╭──
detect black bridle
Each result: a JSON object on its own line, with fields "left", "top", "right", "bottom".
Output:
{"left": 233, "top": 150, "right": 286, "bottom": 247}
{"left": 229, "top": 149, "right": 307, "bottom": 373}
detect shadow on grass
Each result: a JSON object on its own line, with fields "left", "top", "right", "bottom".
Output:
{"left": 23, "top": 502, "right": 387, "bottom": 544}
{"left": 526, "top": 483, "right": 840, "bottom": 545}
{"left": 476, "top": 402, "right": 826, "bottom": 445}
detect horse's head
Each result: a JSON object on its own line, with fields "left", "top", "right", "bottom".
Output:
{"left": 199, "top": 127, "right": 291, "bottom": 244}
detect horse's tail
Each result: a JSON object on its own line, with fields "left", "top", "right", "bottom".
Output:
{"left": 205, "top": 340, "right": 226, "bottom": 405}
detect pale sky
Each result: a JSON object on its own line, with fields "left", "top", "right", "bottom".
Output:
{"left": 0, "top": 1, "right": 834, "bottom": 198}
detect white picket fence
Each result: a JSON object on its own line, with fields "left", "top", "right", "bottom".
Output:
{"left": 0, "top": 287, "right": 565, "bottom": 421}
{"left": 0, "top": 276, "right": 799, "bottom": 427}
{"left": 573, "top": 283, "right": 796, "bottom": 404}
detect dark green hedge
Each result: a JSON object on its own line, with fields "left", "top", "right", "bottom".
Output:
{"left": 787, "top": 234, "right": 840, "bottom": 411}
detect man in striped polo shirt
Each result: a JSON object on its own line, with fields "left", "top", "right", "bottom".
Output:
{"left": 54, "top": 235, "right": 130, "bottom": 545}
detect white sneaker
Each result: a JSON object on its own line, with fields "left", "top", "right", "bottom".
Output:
╰──
• **WHAT THIS TASK INVOLVES**
Type the records out again. Match them exactly.

• **SOLUTION**
detect black bridle
Each result: a JSON object on its own line, with fields "left", "top", "right", "bottom".
Output:
{"left": 233, "top": 150, "right": 286, "bottom": 247}
{"left": 229, "top": 149, "right": 307, "bottom": 373}
detect shadow on grass
Each result: a JSON object on its own line, with fields "left", "top", "right", "bottom".
Output:
{"left": 23, "top": 502, "right": 387, "bottom": 544}
{"left": 526, "top": 483, "right": 840, "bottom": 545}
{"left": 476, "top": 402, "right": 826, "bottom": 445}
detect horse's head
Each result: a JSON object on its own line, with fields "left", "top", "right", "bottom".
Output:
{"left": 199, "top": 127, "right": 291, "bottom": 244}
detect horse's tail
Each result: a JSON object on its own line, with fields "left", "top", "right", "bottom".
Output:
{"left": 205, "top": 340, "right": 226, "bottom": 405}
detect pale sky
Each result: a JSON object on its own line, with fields "left", "top", "right", "bottom".
Output:
{"left": 0, "top": 1, "right": 834, "bottom": 198}
detect white picket fence
Each result: a JSON object on its own line, with fields "left", "top", "right", "bottom".
Output:
{"left": 0, "top": 287, "right": 565, "bottom": 421}
{"left": 0, "top": 276, "right": 799, "bottom": 427}
{"left": 573, "top": 283, "right": 796, "bottom": 404}
detect dark green hedge
Each result: a JSON object on its own line, with fields "left", "top", "right", "bottom".
Output:
{"left": 787, "top": 234, "right": 840, "bottom": 411}
detect man in striped polo shirt
Each result: a JSON object on its own line, with fields "left", "top", "right", "bottom".
Output:
{"left": 54, "top": 235, "right": 130, "bottom": 545}
detect white sneaker
Each result: a JSON object on its own line, with fields "left", "top", "right", "bottom".
Output:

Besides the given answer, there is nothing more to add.